Text section
________________
Clock is right. [nt] --vorheesleatherface



It's not that I don't value their contributions by Phil the Canuck (4.00 / 1) #6 Wed Jun 04, 2008 at 01:11:46 PM EST
I was raised on union factory wages. Many people enjoyed drinking Pepsi products out of cans that Dad helped to make. He was just never under the illusion that he was indispensable, or somehow special, just because he was part of a collective bargaining group. When his factory closed he didn't blockade the corporate office and demand they make everything 1960 again.

[ Parent ]

i completely agree... by clock (2.00 / 0) #7 Wed Jun 04, 2008 at 01:15:28 PM EST
...and i know you get it.  my mom worked for a union forever and we have some static from time to time about how the world is vs. how it was.  i dunno.  fewer answers than questions, methinks.


Clock is right. [nt] --vorheesleatherface

[ Parent ]

The good thing about factory jobs. by wiredog (4.00 / 1) #5 Wed Jun 04, 2008 at 01:11:16 PM EST
They gave good employment to people on the left hand side of the bell curve. The people who weren't going to go to college because they didn't really have the mental capacity for it. Now those people are stuck working the desk at ExtendedStayAmerica Hotels at $12/hr with no benefits.

Because we outsourced all the (relatively) mindless factory work, because we wanted cheaper products at WalMart and Target.

Earth First!
(We can strip mine the rest later.)
________________
Records provided
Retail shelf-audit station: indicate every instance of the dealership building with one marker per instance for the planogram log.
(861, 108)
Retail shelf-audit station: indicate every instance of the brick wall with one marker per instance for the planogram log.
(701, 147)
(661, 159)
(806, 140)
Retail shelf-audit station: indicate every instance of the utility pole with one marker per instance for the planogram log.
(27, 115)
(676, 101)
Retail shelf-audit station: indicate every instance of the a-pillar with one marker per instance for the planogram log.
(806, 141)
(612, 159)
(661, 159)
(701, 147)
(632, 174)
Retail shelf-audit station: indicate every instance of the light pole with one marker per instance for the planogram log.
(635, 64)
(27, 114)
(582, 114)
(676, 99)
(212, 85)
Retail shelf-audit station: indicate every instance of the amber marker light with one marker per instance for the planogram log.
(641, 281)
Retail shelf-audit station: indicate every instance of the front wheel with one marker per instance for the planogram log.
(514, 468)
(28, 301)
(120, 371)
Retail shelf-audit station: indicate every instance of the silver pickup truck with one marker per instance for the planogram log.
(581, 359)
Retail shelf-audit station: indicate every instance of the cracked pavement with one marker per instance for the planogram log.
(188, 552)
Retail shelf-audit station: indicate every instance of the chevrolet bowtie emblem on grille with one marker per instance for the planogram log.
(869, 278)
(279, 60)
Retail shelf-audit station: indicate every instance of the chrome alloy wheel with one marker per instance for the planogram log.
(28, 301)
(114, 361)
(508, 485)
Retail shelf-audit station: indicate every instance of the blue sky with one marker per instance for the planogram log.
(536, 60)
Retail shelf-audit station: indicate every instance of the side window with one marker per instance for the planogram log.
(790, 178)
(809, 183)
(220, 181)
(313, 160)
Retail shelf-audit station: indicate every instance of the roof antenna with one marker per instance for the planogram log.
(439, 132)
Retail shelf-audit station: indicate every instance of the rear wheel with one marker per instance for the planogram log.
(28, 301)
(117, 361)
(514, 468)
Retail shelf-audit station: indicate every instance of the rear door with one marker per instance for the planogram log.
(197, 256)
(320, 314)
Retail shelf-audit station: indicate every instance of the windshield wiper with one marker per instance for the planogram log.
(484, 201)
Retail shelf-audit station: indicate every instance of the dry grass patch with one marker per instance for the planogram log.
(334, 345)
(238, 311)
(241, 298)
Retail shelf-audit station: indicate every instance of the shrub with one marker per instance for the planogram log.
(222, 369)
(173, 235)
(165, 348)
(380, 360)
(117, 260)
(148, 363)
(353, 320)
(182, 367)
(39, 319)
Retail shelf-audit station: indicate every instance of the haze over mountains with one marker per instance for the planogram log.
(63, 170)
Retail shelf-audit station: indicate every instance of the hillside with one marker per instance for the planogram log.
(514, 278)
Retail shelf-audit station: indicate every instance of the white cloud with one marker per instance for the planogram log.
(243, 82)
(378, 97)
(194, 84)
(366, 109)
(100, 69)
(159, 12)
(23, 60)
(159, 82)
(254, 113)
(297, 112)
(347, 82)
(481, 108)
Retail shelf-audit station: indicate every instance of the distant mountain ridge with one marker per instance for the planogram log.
________________
Things to do
- A) In the discussion thread, what did Phil the Canuck's father help to make?
- B) State whether each statement agrees with the discussion thread, answering yes or no and quoting the deciding words: (i) Clock's mother worked for a union. (ii) When his factory closed, Phil the Canuck's father blockaded the corporate office. (iii) According to wiredog, the people formerly in factory jobs now earn $12/hr with benefits.
- C) According to wiredog in the discussion thread, why was the factory work outsourced?
The items are not needed for any of the work that follows.

Answers below
- A) He helped to make the cans that many people drank Pepsi products out of.

- B)
(i) Yes: "my mom worked for a union forever"
(ii) No: "he didn't blockade the corporate office and demand they make everything 1960 again"
(iii) No: "at $12/hr with no benefits"

- C) Wiredog says the (relatively) mindless factory work was outsourced because people wanted cheaper products at WalMart and Target.